Minicourses
Speaker: Apala Majumdar
Title: Nematic Liquid Crystals: A Playground for Mathematics and Applications
Abstract: Nematic liquid crystals are paradigm examples of soft materials and complex fluids. Nematics combine the fluidity of liquids with the orientational order of conventional solids i.e. they have distinguished special directions, referred to as “directors”. Consequently, they have a direction-dependent response to external fields and light, making them the working material of choice for the multi-billion liquid crystal display industry, along with new applications in microfluidics, actuators and the health sciences etc. The mathematics of nematic liquid crystals is broad and rich, spanning multiple branches of mathematics such as the calculus of variations, nonlinear partial differential equations, numerical analysis, topology, stochastic analysis and scientific computation. In the first lecture, we will survey the powerful Landau-de Gennes theory for nematic liquid crystals, the governing systems of nonlinear coupled partial differential equations and the theory of isotropic-nematic phase transitions. In the second lecture, we will discuss the applications of the Landau-de Gennes theory to recent experiments on self-assembled bacterial structures and to multistable liquid crystal devices. All collaborations will be acknowledged during the lectures.
Speaker: Elisabetta Rocca
Title: Optimal control problems in engineering and biology
Abstract: Optimal control and topological optimization with applications to biomedical
problems (e.g. models of tumor growth) and engineering problems (e.g. topological optimization in additive manufacturing) will be introduced. In both cases the phase-field method will be used in the modeling approach.

(Referring expression pointing records)
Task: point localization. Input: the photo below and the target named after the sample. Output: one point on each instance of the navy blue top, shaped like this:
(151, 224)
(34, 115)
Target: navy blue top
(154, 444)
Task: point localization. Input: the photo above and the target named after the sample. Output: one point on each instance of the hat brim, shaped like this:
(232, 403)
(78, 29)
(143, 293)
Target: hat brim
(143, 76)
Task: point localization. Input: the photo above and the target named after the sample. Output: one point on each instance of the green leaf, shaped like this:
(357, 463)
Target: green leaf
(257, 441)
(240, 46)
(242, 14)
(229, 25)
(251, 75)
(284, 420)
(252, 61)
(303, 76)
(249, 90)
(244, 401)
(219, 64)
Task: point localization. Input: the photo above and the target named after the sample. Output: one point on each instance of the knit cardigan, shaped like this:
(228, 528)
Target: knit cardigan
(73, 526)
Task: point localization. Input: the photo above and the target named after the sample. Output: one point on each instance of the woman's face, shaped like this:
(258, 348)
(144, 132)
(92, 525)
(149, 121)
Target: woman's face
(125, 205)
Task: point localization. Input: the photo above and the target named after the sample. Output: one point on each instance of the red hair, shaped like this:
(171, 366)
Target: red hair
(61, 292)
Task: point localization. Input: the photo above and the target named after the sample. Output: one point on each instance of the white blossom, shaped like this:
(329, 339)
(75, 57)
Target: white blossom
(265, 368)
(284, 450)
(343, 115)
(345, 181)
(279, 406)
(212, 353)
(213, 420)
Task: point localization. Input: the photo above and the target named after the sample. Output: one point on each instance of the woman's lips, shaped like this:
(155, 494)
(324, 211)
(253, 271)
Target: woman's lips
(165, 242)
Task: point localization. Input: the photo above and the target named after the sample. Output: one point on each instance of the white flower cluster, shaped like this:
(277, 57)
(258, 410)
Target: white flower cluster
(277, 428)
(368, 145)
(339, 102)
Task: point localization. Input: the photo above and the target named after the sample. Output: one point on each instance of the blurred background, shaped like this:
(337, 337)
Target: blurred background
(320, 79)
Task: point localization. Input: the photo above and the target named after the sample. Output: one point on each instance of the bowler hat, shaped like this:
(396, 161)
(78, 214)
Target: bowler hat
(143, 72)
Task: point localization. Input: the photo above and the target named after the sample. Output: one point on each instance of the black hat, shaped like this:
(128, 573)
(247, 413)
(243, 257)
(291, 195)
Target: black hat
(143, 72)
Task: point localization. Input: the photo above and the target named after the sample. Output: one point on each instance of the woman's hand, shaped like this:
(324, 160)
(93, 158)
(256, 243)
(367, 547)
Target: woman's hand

---

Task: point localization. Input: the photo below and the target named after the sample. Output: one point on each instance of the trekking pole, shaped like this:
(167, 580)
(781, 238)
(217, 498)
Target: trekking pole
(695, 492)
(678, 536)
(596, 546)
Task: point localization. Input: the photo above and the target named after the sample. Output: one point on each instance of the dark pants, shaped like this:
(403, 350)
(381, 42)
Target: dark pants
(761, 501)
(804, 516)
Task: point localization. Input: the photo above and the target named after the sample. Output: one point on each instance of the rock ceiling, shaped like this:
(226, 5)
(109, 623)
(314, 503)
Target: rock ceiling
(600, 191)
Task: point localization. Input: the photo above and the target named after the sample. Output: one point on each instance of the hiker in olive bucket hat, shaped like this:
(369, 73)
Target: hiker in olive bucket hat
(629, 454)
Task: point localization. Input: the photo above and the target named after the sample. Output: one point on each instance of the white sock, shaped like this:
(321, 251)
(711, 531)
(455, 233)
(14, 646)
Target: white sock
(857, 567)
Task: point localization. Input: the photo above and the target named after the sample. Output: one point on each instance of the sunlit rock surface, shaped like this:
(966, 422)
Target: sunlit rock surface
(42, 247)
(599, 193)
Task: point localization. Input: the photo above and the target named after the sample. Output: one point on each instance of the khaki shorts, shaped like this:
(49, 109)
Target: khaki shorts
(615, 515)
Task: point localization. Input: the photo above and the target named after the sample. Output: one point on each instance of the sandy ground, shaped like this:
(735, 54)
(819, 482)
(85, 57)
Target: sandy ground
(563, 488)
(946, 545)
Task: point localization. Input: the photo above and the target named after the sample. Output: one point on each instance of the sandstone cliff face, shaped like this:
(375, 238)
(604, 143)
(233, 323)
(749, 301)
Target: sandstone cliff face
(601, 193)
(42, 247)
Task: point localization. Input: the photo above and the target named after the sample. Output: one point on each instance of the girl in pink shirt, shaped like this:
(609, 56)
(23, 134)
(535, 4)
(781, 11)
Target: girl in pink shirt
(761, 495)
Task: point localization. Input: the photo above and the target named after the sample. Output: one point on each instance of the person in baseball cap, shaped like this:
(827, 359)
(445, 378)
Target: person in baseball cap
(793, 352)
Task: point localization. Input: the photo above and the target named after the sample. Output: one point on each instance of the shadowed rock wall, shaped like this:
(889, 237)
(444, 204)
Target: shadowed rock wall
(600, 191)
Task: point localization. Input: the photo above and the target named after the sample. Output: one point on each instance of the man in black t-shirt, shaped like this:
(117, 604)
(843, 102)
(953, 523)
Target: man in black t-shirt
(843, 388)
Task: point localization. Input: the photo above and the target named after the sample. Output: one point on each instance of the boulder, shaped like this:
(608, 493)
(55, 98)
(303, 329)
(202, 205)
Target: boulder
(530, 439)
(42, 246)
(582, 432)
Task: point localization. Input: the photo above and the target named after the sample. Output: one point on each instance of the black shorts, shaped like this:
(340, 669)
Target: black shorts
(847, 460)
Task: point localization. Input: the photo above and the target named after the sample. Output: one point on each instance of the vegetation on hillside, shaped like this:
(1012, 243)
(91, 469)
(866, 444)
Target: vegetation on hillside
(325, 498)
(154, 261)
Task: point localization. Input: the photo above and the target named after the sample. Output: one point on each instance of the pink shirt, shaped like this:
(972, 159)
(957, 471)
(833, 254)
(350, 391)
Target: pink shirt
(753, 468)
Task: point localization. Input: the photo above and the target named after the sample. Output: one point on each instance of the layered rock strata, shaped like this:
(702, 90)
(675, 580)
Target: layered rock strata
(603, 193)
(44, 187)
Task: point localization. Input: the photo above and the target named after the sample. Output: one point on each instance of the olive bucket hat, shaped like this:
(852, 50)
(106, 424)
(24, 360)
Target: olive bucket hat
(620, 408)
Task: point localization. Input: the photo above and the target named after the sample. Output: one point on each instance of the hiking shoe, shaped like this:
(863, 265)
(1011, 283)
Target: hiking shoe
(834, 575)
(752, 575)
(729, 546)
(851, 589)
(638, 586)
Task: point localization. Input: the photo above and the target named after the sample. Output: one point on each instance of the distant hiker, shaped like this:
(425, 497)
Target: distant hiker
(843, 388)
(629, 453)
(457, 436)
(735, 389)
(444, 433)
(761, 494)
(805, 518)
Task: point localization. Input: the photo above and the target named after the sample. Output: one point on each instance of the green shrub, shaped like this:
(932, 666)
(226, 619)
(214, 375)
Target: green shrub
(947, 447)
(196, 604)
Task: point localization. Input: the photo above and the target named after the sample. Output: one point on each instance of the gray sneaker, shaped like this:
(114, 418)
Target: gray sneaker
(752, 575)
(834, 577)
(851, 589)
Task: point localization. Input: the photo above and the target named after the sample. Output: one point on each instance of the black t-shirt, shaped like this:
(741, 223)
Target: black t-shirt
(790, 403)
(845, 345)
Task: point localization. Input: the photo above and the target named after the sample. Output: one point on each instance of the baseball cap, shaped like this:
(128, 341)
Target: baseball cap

● Problems to solve
1. How would you say this sentence from the minicourse listing in Spanish: "Nematic liquid crystals are paradigm examples of soft materials and complex fluids."
2. Can you carry on the minicourse listing from its last sentence?

● Solved tasks
1. Los cristales líquidos nemáticos son ejemplos paradigmáticos de materiales blandos y fluidos complejos.

2.
Speaker: Anja Schloemerkemper
Title: Modeling and analysis of magneto-viscoelastic materials
Abstract: Materials with magnetic, elastic or viscoelastic properties have a huge variety of technological applications. In this lecture series I will present mathematical results on materials that show a coupling of magnetic and elastic behavior. We will focus on the derivation of related systems of partial differential equations by means of variational techniques as well as on the analysis of such evolutionary systems.
Invited Talks
Maria Bruna, Phase separation in active Brownian particles
In this talk, I will discuss models for active matter systems consisting of many self-propelled particles. These can be used to describe biological systems such as bird flocks, fish schools, and bacterial suspensions. In contrast to passive particles, these systems can undergo phase separation without any attractive interactions, a mechanism known as motility-induced phase separation. Starting with a microscopic model for active Brownian particles with repulsive interactions, I will discuss four possible macroscopic PDEs (ranging from a nonlocal model to a local cross-diffusion system). I will then present recent work concerning the stability and analysis of such models.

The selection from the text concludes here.